EXCERPTED DATA: Begin
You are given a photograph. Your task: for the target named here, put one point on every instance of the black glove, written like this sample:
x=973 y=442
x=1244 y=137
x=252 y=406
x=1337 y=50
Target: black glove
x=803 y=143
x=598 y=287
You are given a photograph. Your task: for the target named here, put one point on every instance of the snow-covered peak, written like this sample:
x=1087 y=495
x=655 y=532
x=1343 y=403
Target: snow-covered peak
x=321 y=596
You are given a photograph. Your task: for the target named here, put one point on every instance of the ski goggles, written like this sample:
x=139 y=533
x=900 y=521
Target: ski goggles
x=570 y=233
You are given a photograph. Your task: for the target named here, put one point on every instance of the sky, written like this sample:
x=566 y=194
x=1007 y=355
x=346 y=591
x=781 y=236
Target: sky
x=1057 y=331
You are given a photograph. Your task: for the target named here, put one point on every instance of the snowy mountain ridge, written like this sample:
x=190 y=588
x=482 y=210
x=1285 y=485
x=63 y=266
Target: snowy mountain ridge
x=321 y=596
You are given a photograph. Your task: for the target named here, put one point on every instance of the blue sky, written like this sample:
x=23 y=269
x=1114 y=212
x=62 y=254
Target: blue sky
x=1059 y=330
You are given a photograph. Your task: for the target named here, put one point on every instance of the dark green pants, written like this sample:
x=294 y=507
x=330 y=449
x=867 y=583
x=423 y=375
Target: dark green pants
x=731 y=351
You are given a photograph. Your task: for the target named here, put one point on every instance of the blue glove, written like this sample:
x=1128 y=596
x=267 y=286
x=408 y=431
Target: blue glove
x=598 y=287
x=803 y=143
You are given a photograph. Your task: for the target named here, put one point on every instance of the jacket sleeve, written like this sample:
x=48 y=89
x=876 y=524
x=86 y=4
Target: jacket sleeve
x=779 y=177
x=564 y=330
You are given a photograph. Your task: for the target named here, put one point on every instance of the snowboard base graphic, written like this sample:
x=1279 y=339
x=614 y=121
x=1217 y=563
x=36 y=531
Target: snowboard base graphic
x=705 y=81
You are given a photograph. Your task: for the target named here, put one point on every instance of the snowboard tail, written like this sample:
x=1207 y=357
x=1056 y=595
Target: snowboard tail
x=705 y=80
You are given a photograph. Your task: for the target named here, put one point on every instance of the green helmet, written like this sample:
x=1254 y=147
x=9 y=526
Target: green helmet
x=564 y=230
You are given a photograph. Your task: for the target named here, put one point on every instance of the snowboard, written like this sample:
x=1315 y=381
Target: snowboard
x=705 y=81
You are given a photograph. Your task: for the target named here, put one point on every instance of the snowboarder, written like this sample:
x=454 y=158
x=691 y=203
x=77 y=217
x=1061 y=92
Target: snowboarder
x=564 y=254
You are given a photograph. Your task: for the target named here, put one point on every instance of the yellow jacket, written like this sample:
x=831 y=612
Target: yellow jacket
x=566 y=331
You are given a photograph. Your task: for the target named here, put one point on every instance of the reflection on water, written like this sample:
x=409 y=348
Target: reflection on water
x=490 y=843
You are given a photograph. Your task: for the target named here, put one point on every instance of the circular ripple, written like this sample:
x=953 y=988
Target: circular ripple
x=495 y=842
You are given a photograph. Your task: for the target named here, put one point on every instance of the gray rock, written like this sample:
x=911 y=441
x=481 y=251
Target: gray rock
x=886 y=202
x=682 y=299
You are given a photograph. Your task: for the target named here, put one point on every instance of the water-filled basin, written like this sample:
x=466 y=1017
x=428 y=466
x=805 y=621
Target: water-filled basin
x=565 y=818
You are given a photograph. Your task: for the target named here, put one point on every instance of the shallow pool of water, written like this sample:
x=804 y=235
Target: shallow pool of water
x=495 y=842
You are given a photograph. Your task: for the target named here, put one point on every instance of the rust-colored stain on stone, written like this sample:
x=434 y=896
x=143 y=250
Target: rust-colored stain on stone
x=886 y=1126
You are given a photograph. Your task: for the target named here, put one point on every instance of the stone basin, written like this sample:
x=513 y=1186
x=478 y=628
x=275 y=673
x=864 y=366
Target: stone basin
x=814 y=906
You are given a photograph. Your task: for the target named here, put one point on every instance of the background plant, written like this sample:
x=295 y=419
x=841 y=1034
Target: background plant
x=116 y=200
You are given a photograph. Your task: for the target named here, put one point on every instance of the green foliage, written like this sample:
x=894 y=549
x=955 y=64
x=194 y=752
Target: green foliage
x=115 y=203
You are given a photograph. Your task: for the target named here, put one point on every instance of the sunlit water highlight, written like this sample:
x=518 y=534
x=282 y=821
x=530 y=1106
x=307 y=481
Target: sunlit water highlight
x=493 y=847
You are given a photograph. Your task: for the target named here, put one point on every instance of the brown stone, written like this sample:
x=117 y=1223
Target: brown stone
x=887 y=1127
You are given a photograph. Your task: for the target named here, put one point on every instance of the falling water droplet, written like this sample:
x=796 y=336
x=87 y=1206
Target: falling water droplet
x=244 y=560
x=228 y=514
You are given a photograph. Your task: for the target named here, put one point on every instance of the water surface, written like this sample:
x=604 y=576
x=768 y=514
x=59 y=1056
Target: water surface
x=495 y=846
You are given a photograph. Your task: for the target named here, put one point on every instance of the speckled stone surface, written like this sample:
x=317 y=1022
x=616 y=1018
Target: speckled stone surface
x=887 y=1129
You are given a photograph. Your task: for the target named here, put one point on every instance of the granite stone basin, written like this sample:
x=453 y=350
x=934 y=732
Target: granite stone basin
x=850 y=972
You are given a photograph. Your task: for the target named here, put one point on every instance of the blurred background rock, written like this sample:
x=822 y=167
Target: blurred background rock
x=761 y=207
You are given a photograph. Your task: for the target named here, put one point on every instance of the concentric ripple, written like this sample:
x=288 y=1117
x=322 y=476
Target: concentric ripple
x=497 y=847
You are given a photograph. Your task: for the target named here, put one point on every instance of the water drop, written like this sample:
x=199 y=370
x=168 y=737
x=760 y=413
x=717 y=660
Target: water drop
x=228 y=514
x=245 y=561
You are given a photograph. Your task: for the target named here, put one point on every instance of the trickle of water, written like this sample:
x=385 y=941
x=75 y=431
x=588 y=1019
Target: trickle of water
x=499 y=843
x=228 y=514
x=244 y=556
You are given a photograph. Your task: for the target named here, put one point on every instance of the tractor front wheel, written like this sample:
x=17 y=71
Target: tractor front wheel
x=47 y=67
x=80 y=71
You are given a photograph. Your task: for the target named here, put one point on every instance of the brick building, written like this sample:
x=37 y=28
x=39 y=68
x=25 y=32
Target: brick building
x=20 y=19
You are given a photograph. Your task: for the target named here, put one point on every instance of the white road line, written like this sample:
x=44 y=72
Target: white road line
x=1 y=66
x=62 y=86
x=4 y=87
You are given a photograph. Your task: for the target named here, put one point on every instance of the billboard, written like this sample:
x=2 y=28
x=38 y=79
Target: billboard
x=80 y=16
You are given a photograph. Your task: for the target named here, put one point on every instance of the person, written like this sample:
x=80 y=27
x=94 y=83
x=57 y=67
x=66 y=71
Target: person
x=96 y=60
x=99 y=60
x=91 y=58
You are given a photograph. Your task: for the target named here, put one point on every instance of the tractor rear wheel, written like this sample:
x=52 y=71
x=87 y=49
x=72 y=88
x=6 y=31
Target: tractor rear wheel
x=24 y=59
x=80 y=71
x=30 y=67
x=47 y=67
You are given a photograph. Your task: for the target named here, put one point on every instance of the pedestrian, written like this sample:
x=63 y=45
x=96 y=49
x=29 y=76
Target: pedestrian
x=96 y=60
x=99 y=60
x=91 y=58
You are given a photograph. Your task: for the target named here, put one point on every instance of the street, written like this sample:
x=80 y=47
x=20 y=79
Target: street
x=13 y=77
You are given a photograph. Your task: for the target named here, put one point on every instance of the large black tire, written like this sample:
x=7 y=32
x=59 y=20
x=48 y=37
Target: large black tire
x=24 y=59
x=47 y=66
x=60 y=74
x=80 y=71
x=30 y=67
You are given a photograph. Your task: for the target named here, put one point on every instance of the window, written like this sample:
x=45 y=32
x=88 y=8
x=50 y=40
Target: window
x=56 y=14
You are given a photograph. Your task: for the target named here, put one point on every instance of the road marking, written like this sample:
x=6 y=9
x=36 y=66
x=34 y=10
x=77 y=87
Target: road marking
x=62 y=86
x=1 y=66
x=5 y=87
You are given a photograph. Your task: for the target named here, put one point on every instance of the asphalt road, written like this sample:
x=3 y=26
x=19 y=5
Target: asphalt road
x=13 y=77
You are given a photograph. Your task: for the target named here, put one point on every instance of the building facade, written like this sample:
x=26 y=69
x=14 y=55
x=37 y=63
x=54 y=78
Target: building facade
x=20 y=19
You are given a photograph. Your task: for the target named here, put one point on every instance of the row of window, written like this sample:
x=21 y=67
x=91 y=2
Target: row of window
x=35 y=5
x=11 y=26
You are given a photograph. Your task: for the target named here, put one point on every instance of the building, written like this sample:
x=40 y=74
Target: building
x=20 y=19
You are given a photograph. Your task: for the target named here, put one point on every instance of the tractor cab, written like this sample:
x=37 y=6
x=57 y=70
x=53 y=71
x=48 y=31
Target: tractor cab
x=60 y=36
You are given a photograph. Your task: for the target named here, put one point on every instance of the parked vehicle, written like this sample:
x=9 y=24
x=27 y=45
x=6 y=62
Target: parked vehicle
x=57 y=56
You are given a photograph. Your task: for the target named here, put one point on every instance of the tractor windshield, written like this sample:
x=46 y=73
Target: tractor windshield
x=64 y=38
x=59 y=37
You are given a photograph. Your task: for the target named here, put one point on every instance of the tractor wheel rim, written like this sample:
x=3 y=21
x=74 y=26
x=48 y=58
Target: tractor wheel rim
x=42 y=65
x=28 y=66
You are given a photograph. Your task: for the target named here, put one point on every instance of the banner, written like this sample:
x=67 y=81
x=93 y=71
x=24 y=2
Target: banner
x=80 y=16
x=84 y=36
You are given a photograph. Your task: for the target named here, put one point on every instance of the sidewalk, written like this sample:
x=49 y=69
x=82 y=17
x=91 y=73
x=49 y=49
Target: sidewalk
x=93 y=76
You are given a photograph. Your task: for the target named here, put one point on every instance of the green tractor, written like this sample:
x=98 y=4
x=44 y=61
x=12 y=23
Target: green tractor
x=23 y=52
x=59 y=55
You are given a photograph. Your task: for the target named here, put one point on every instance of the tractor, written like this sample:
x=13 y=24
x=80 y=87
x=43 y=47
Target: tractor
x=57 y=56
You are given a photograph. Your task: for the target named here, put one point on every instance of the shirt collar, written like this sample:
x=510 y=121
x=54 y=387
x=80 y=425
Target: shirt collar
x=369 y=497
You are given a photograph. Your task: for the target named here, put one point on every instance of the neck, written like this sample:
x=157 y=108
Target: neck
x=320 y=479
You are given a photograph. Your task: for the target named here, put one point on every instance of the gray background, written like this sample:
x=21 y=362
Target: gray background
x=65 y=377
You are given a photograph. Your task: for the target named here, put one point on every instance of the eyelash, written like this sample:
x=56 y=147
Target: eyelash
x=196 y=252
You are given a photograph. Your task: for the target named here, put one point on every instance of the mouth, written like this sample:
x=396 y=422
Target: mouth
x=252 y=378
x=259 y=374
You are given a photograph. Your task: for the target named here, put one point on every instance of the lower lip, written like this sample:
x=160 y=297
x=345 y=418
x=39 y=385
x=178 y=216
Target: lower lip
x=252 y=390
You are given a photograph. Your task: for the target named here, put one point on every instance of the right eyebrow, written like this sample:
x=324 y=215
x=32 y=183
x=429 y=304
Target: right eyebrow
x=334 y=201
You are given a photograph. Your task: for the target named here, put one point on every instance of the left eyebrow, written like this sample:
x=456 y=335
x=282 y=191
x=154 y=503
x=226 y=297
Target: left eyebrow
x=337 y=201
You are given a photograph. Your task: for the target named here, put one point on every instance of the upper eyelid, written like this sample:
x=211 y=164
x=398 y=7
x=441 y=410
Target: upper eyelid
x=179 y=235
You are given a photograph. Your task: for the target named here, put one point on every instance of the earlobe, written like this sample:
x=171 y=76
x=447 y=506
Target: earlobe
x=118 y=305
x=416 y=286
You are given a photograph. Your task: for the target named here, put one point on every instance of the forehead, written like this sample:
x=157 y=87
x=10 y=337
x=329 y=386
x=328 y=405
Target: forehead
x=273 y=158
EXCERPTED DATA: End
(ABOUT THIS EXERCISE): Restate word for word the lines of the data above, starting at the line containing "Target: green foliage" and ending at the line containing "x=307 y=481", both included, and nothing more.

(TASK ANSWER):
Target: green foliage
x=115 y=203
You are given a photograph. Your task: for the target named here, put one point on every instance of the sunlit water highlight, written like this sample:
x=518 y=534
x=282 y=821
x=530 y=1106
x=307 y=481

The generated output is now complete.